* Task material *
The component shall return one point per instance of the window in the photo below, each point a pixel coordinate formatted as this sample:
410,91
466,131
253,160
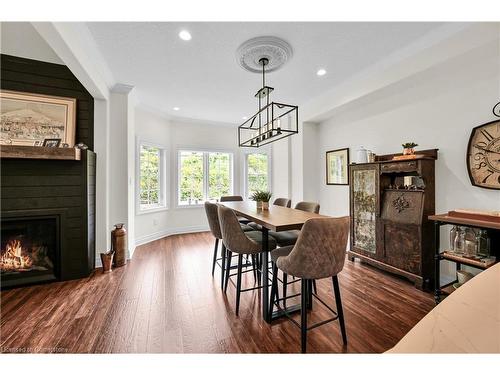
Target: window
204,176
256,173
151,177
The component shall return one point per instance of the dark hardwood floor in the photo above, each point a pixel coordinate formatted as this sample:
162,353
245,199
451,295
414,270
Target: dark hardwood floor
165,300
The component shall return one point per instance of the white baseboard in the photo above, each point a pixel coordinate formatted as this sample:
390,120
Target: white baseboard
158,235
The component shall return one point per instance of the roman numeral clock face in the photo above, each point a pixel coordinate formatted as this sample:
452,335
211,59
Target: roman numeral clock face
483,158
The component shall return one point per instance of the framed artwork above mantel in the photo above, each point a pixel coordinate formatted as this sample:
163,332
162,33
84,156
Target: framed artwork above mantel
337,162
27,119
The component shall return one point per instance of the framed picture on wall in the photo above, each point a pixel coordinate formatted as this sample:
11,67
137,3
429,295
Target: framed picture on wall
27,118
337,162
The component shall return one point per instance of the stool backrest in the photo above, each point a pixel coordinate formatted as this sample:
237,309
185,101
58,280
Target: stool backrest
213,219
231,198
308,206
284,202
233,236
320,250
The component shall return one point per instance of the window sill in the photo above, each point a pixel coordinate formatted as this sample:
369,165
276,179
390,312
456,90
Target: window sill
151,210
183,206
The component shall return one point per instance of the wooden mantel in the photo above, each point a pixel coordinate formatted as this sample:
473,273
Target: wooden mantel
34,152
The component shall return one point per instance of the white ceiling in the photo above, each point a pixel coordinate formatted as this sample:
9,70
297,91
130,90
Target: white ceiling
203,79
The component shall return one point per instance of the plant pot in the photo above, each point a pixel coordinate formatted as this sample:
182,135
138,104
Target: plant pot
107,261
408,151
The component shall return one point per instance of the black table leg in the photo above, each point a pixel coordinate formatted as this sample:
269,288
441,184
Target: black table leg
265,275
437,260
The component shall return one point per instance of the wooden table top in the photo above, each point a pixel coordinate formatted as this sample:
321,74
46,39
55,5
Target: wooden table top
277,218
465,221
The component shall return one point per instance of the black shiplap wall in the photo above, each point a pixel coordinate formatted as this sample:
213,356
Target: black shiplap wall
48,184
19,74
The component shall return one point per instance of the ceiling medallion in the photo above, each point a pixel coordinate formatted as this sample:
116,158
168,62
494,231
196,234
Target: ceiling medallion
275,50
273,121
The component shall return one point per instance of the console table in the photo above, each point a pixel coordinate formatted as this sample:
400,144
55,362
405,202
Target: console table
493,229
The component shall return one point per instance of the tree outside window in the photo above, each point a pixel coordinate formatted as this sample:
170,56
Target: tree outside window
150,177
204,176
257,173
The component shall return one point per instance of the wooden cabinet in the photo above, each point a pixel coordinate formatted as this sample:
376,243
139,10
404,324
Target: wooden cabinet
390,201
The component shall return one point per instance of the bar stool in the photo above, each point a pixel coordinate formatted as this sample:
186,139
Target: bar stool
213,223
289,238
242,243
235,198
320,252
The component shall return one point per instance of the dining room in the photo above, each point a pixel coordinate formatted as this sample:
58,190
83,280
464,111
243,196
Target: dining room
194,186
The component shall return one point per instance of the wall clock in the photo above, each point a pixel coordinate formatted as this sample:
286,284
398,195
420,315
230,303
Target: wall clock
483,155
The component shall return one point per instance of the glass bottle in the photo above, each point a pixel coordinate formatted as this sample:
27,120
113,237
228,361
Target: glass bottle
459,243
470,245
453,235
483,243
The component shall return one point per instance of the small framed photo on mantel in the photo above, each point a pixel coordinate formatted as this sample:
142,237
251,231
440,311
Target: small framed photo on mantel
337,162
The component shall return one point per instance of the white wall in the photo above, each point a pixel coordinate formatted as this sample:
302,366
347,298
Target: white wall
21,39
174,135
154,129
436,108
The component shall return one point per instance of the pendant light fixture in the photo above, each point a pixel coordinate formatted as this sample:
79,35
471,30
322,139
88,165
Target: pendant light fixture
273,121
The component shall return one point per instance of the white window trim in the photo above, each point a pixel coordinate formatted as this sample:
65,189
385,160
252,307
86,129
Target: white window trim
246,152
164,166
205,152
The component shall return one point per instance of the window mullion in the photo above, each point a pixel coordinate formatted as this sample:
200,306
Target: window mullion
205,175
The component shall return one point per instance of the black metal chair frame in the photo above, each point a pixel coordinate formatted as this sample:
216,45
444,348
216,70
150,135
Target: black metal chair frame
256,270
307,295
221,261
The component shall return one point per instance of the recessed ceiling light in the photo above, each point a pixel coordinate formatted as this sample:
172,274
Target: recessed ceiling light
185,35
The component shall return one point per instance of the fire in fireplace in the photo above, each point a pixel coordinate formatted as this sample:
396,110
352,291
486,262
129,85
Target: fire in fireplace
28,251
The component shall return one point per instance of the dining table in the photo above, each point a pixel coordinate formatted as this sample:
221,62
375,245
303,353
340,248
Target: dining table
276,218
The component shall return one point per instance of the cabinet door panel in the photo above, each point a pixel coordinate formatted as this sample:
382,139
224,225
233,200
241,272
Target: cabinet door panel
402,247
364,208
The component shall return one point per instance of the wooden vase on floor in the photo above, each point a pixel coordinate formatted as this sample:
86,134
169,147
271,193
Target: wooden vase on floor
119,245
107,260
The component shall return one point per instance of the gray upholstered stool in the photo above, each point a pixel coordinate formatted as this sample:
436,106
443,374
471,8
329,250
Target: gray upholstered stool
235,198
239,242
320,252
213,223
289,237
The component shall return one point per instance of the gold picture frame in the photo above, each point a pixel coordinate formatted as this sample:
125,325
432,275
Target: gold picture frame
27,118
337,162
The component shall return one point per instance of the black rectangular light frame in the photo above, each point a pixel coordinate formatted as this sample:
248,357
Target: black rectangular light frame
276,134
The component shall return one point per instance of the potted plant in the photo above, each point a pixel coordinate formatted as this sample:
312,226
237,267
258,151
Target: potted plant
409,148
262,198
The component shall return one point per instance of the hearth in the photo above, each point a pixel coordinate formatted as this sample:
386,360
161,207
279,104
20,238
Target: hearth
30,249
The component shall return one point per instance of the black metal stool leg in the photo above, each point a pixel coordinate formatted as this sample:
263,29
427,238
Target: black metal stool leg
223,266
254,267
238,283
285,284
229,255
303,315
215,255
259,274
274,289
340,311
309,294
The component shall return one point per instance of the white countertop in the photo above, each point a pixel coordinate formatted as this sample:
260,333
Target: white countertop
467,321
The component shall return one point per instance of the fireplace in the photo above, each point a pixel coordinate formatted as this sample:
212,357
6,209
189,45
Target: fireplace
30,249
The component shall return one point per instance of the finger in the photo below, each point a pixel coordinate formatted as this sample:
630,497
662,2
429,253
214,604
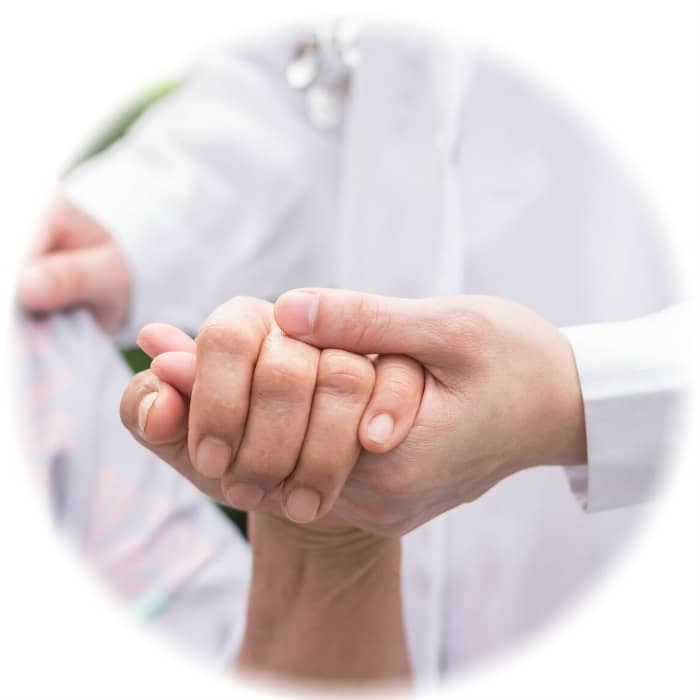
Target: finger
280,403
156,338
65,227
364,323
156,416
63,279
227,350
177,369
396,397
331,446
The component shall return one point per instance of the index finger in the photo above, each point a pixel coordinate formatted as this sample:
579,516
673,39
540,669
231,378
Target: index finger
228,345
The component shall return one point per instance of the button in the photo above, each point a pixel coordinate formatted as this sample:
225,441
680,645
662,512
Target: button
304,67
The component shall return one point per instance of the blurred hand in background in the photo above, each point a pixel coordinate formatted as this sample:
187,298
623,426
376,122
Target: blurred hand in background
75,261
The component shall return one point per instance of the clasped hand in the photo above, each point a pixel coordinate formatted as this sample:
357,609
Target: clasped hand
278,408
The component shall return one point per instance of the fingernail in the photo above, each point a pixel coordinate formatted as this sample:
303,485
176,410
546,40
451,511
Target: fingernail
244,496
213,457
297,311
145,408
302,505
380,428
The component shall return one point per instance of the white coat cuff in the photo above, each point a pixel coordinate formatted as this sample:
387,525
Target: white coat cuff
634,377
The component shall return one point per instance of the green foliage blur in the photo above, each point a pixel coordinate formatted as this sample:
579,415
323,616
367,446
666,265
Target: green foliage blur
108,135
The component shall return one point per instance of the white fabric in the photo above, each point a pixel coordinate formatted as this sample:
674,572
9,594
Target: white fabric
634,376
449,174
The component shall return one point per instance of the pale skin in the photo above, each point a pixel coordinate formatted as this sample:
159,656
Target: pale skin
475,389
325,597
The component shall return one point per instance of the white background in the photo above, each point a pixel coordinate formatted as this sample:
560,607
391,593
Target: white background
630,68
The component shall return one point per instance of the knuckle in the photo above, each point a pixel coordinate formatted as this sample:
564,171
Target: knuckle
139,385
397,380
218,336
319,476
466,327
395,483
345,373
283,379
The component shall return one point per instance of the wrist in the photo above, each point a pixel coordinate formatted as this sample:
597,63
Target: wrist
306,559
323,603
568,445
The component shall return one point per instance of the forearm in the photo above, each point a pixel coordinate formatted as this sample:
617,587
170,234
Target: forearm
324,607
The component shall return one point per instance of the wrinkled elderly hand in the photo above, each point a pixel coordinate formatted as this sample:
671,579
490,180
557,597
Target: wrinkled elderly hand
259,420
501,395
75,261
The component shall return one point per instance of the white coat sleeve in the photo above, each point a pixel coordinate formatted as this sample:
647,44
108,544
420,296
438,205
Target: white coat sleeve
635,379
213,191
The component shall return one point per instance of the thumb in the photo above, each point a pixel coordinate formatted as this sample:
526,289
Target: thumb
364,323
56,280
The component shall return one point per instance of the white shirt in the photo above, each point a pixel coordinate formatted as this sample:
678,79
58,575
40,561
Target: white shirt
483,184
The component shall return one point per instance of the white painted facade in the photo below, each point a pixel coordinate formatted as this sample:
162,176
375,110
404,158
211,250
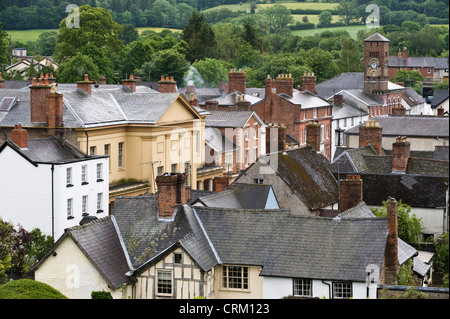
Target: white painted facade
28,198
276,288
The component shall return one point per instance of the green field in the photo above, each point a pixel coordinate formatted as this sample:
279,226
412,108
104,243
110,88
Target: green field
352,30
296,5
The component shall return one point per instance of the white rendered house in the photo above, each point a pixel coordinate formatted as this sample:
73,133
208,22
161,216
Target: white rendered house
47,183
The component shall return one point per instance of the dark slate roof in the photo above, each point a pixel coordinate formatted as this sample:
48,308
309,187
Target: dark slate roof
51,150
410,125
310,247
309,176
240,196
439,97
147,237
377,37
235,118
418,62
100,241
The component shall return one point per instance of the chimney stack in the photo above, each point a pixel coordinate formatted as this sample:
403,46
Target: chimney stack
102,80
285,84
38,104
53,110
130,83
85,85
220,183
371,133
338,100
400,154
167,85
237,81
398,110
350,192
19,136
172,192
391,252
313,131
309,82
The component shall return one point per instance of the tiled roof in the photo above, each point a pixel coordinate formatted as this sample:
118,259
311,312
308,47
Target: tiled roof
310,247
410,125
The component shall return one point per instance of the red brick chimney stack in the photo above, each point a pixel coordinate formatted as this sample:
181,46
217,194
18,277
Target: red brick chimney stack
285,84
85,85
338,100
19,136
38,92
391,252
313,132
350,192
167,85
130,83
172,192
371,133
400,154
237,81
309,82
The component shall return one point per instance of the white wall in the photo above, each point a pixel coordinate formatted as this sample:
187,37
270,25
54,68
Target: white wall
26,193
276,288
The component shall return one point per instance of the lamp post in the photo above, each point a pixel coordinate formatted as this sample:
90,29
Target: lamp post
13,248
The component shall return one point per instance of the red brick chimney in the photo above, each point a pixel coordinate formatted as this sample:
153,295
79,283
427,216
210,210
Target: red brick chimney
400,154
38,92
338,100
102,80
391,251
220,183
398,110
313,131
285,84
371,133
2,82
130,83
237,81
167,85
172,192
19,136
53,111
350,192
309,82
85,85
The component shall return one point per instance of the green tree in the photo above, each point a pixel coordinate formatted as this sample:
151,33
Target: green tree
74,69
199,37
168,62
409,225
96,26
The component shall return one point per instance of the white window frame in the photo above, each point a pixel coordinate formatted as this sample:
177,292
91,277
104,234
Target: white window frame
302,287
161,285
235,277
342,290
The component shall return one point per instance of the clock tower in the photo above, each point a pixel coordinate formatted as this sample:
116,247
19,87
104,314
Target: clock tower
376,56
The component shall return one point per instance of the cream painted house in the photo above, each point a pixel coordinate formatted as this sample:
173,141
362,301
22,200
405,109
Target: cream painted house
141,252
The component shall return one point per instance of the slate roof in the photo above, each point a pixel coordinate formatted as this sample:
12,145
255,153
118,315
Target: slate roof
240,196
410,125
100,242
50,150
311,247
405,251
308,175
235,118
418,62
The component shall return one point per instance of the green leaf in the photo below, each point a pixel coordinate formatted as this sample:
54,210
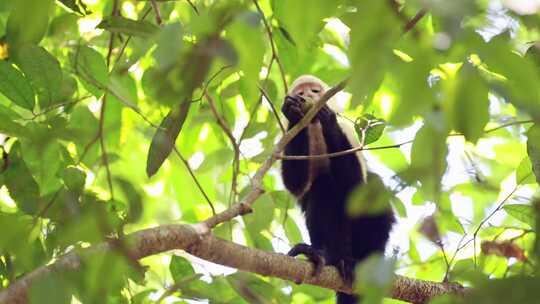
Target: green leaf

* Task instructions *
Each line from the one that contains "The component shall return one point per instance of the clock" to the end of the listing must be quoted exactly; no other line and no picture belongs in the copy.

* Solution *
The component shall return one point per instance of the clock tower in the photo above, each point a pixel coordinate formatted as this sample:
116,247
19,87
104,314
Target: clock tower
376,56
The component shall return one point per instance of the cream painted house in the photo above, each point a pixel coordinate formatted as this sample:
173,141
362,301
22,200
405,109
Target: cream painted house
141,252
The component shall return one point per instance of the slate roof in the photo above, each point a pixel coordinate formatted as this sample:
12,145
255,153
118,315
Target: slate roof
240,196
410,125
100,242
50,150
311,247
405,251
308,175
235,118
418,62
The component shall return one point per instance of the green leaf in the photo below, each point a pixel coordinate formatted as this sample:
54,210
Target: green leaf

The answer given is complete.